SHORT EXERCISE → Reproduce only the records from the line containing "of the loader" up to and including the line containing "pixel 913 521", substituting "front bucket" for "loader bucket" and changing nothing else.
* start *
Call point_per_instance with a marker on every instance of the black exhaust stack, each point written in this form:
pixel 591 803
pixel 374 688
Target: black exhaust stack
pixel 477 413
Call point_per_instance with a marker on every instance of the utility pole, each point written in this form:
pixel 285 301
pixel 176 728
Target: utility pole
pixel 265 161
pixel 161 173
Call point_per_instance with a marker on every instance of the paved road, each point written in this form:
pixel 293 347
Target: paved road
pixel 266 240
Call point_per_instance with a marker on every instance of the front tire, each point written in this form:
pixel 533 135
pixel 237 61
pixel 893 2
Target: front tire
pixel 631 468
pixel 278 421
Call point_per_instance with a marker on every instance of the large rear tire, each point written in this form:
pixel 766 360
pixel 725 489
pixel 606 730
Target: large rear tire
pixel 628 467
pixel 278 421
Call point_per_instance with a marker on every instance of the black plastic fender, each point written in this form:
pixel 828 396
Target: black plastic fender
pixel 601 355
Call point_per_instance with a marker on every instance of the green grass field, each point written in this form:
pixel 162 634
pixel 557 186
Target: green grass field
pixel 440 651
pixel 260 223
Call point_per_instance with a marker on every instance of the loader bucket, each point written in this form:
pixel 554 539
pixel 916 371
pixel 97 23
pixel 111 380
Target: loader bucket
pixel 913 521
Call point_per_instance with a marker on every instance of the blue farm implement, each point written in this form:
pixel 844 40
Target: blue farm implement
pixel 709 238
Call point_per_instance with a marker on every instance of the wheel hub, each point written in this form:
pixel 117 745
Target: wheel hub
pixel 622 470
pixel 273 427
* end *
EXERCISE OUTPUT →
Call point_per_instance with a marker on every instance of the front bucket, each point written in this form:
pixel 554 539
pixel 916 371
pixel 97 23
pixel 111 380
Target: front bucket
pixel 913 521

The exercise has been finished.